## YOUR ASSIGNMENT
Only the lines from the start of the data through the line containing "output_format: one JSON" should be written out, exactly as they are, with both ends included and the pictures left out.

[Stored data entries]

>>>>

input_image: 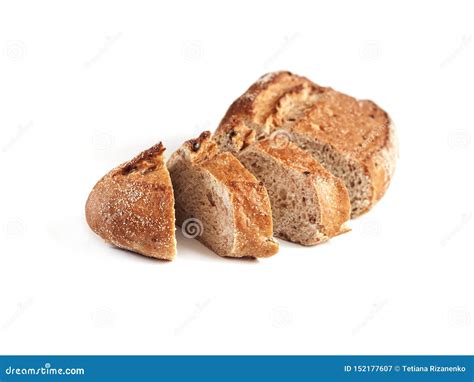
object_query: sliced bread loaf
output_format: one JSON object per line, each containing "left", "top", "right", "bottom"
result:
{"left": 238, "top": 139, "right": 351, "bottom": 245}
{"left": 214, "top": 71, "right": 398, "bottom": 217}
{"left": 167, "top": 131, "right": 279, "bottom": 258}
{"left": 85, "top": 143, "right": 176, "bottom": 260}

<<<<

## THE ANSWER
input_image: 
object_query: sliced bread loaf
output_format: one JSON object per line, each containing "left", "top", "right", "bottom"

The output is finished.